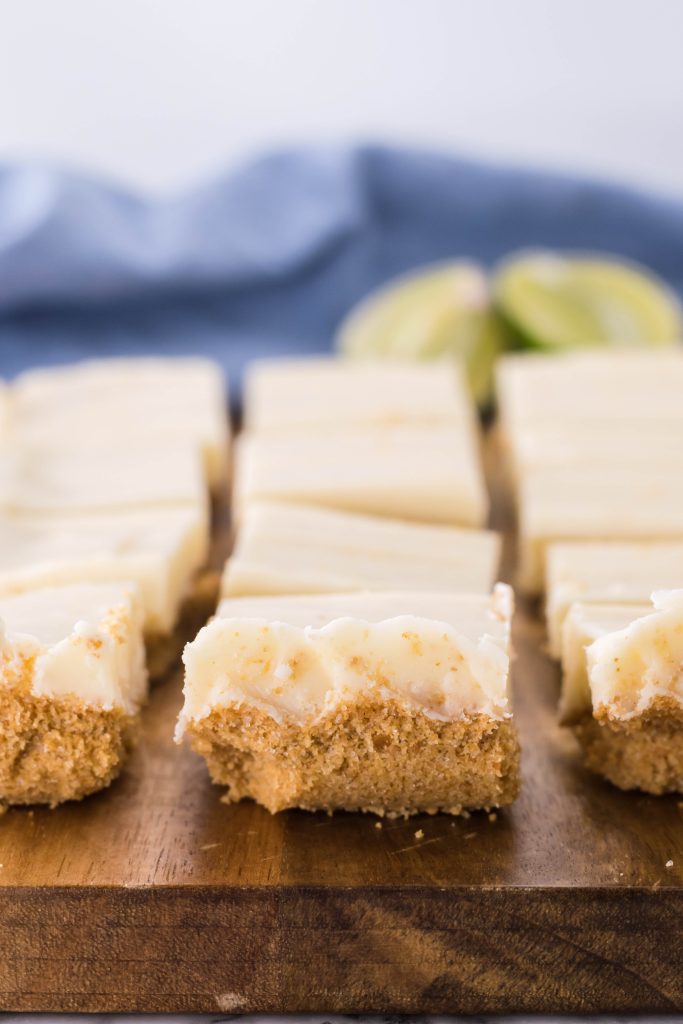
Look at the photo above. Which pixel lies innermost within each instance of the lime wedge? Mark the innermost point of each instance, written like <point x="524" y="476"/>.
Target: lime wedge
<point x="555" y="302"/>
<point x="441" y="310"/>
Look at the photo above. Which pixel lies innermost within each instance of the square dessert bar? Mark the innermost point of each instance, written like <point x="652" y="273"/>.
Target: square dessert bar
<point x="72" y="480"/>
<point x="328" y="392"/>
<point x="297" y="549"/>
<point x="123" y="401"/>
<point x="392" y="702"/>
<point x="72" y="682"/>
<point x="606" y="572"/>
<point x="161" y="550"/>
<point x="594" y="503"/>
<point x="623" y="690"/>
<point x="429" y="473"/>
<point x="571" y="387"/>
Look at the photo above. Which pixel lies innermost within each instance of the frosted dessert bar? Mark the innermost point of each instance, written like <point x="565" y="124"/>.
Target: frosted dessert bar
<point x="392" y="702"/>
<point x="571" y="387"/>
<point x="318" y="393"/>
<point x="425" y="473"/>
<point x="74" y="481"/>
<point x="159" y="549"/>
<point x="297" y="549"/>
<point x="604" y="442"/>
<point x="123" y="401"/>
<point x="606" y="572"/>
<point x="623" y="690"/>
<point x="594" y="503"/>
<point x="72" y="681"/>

+++

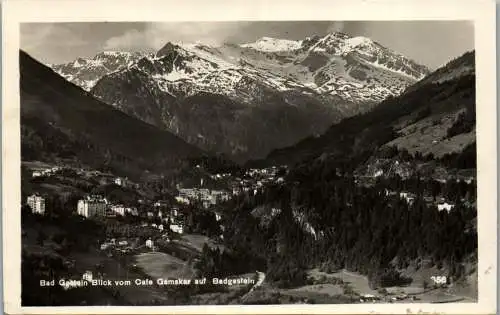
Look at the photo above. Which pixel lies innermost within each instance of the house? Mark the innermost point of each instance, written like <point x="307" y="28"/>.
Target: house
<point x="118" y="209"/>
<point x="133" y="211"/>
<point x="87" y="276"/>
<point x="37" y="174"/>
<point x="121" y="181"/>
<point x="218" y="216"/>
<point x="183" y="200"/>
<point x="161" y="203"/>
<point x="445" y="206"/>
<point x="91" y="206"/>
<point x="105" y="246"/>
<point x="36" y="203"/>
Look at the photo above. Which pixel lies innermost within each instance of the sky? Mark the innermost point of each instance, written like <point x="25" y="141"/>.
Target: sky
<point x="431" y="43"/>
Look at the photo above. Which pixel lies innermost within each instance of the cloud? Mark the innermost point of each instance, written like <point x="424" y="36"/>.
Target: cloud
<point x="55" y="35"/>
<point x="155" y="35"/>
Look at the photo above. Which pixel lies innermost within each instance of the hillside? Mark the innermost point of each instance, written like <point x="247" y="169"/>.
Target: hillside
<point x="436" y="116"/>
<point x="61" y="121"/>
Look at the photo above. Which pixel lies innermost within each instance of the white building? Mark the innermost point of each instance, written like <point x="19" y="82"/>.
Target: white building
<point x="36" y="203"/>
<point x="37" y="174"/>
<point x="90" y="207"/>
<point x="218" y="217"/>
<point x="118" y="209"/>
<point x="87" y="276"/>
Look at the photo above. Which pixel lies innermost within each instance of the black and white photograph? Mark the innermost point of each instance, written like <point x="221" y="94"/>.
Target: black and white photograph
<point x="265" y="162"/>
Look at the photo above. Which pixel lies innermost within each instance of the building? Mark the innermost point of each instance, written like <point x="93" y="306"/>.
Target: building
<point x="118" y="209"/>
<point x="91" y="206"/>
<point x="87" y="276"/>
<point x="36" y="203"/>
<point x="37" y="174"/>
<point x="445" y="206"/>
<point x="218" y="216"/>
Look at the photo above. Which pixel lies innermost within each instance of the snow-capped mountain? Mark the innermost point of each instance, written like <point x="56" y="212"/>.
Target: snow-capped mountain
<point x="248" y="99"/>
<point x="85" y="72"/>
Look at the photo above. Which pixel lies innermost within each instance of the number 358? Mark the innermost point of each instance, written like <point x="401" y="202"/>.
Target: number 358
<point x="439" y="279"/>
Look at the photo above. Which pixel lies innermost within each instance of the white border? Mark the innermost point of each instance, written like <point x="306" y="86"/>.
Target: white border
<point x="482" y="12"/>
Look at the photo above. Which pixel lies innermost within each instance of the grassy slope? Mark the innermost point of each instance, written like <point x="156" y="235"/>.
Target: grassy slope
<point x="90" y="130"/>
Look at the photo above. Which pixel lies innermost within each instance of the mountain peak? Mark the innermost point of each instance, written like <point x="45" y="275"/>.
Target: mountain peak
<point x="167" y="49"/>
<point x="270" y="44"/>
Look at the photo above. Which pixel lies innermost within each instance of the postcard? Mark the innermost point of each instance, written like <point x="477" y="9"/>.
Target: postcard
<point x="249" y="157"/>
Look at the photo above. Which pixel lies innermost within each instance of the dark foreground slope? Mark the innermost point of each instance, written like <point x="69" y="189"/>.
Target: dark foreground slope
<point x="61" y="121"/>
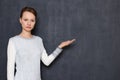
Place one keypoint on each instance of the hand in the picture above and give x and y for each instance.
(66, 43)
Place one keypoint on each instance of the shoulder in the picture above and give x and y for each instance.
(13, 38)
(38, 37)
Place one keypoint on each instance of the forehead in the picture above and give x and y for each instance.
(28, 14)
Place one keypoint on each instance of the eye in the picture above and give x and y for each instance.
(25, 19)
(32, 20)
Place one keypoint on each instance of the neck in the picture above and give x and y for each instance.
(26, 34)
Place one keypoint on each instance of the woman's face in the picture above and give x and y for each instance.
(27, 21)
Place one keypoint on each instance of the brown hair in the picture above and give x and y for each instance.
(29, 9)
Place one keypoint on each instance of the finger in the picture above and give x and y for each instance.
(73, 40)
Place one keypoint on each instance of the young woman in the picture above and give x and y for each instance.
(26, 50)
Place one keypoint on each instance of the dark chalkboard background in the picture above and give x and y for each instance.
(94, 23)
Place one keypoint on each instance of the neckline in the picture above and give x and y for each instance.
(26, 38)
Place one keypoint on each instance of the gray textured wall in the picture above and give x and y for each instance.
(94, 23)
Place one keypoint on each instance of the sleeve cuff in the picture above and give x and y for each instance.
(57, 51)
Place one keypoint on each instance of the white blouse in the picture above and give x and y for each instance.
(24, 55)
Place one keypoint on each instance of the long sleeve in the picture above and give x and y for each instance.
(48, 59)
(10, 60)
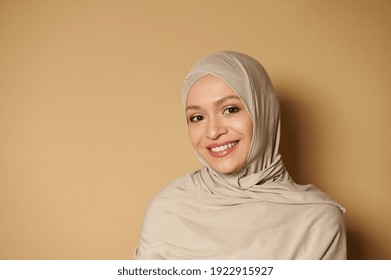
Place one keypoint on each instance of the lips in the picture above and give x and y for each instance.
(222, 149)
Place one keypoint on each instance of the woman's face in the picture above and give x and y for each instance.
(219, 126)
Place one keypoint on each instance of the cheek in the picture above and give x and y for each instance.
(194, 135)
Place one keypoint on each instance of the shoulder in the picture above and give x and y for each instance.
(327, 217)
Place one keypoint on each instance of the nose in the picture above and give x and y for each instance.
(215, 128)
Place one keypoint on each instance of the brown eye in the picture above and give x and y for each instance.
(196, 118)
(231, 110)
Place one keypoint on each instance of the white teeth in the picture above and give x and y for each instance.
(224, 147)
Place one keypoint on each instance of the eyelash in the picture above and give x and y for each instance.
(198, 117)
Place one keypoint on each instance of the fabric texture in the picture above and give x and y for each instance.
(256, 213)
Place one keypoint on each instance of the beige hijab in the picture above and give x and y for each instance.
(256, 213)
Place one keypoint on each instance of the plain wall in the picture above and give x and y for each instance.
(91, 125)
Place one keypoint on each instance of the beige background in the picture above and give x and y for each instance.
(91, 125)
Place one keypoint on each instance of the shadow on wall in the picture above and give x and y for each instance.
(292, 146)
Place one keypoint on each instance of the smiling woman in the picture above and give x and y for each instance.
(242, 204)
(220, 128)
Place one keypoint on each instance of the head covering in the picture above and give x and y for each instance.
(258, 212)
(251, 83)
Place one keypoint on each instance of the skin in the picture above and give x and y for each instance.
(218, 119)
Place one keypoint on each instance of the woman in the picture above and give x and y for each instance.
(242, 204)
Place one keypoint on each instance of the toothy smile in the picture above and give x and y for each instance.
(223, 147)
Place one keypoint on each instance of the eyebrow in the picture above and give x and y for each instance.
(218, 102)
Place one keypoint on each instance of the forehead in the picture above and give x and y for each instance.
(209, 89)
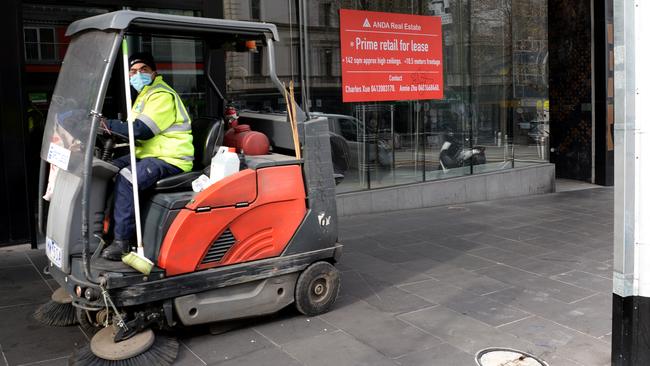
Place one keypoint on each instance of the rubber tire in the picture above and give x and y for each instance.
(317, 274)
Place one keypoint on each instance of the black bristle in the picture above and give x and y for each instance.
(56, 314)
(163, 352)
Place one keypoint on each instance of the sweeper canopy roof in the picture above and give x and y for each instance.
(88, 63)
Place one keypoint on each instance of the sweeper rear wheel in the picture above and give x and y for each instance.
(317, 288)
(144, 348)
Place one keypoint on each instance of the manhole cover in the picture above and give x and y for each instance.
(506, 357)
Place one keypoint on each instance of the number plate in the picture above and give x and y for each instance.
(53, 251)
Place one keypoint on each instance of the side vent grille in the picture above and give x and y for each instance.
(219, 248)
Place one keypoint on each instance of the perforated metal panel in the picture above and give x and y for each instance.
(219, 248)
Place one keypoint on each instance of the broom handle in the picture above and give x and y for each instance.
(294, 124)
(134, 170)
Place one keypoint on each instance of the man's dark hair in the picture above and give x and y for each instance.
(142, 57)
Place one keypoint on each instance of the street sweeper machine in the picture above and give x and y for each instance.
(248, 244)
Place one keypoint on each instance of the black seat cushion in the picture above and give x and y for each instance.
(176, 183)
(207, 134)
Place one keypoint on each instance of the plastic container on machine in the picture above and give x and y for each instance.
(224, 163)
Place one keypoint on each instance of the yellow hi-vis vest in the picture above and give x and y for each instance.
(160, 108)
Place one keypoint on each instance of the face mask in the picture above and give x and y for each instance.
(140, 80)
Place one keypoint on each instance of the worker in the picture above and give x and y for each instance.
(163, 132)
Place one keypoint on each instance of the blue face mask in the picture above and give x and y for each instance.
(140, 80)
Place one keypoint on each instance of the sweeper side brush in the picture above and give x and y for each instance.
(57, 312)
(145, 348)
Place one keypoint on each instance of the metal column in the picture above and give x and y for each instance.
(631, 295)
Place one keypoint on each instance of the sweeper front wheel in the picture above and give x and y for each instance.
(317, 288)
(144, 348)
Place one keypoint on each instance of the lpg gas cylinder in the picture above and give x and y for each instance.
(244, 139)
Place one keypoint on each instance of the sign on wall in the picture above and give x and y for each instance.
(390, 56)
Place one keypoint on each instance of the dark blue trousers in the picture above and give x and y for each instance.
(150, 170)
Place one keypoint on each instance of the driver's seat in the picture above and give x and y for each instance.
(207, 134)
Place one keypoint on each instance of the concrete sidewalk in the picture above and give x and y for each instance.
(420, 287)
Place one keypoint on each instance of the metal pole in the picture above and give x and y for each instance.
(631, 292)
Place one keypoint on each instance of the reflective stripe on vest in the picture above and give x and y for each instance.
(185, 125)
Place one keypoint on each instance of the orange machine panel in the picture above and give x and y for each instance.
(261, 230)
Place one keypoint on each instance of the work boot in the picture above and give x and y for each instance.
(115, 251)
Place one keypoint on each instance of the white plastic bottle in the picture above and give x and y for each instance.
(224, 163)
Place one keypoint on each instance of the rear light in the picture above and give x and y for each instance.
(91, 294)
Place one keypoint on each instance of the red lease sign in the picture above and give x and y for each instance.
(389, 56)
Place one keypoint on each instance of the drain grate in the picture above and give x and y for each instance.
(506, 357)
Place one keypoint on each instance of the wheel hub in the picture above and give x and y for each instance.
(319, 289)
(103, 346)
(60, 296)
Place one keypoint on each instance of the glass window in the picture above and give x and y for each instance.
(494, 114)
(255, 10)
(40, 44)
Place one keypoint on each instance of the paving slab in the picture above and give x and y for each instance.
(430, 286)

+++

[Exercise]
Working from the records above, write out verbatim only the lines from the line containing "of the lime" through the line containing "of the frosted".

[Solution to this exercise]
Look at the photo above. Which pixel lies innermost within each instance of the lime wedge? Mark the innermost point of each instance, written like <point x="524" y="476"/>.
Target: lime wedge
<point x="555" y="302"/>
<point x="441" y="310"/>
Look at the photo above. Which pixel lies innermost within each instance of the square dessert bar? Mark the innermost point of each instance, written like <point x="652" y="273"/>.
Target: square dessert bar
<point x="72" y="480"/>
<point x="328" y="392"/>
<point x="297" y="549"/>
<point x="123" y="401"/>
<point x="392" y="702"/>
<point x="72" y="682"/>
<point x="606" y="572"/>
<point x="161" y="550"/>
<point x="594" y="503"/>
<point x="623" y="690"/>
<point x="429" y="473"/>
<point x="571" y="387"/>
Look at the photo above. Which pixel lies innermost within each instance of the frosted dessert bar? Mark the innermost point of each instance, written like <point x="565" y="124"/>.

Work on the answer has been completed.